• **What is required**
Pull out every line in the records below that contains the word "glow", and copy each one as it appears. Case counts.

• **Entries provided**
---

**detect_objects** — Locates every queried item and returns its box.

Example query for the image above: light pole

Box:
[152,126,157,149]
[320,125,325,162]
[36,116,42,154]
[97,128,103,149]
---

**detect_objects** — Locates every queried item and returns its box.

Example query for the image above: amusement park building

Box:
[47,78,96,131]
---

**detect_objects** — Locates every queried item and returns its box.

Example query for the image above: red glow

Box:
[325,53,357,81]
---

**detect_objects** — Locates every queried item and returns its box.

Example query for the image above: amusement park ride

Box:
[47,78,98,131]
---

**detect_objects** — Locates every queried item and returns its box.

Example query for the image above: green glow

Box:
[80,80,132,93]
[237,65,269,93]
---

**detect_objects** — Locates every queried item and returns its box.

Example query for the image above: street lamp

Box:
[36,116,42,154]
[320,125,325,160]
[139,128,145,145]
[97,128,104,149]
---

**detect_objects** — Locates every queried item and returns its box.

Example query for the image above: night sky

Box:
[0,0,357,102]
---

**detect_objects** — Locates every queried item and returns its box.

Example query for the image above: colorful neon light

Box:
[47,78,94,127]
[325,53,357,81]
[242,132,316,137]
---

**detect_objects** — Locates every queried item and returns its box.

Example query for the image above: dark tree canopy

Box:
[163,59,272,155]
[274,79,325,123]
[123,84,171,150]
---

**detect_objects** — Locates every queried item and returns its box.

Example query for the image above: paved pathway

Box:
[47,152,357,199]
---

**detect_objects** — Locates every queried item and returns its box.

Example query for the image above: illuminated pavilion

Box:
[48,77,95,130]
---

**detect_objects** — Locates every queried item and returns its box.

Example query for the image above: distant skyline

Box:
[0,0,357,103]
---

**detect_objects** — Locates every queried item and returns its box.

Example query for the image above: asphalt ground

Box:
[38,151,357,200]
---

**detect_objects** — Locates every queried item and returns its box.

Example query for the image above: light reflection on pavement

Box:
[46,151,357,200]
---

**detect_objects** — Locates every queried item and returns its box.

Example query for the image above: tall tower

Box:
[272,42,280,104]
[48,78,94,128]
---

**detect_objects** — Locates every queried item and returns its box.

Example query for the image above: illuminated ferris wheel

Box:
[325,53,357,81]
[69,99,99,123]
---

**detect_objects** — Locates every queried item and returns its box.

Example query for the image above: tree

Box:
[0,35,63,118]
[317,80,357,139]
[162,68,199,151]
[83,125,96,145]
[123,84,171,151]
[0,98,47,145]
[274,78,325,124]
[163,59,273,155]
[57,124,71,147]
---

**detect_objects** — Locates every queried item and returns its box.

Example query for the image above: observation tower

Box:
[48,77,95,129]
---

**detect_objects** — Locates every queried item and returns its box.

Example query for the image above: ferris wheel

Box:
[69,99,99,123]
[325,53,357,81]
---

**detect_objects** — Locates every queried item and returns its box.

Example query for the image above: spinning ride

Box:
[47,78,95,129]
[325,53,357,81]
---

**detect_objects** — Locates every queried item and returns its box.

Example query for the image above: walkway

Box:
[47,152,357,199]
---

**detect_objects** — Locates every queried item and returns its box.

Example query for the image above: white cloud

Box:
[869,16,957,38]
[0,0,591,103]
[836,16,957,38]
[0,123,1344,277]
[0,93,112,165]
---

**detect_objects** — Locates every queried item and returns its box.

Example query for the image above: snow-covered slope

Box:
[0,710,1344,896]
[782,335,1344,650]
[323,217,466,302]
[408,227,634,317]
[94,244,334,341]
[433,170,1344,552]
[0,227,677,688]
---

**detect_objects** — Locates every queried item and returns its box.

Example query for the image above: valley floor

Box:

• **Right answer**
Example query for the image above: red glow
Example query for the image above: green glow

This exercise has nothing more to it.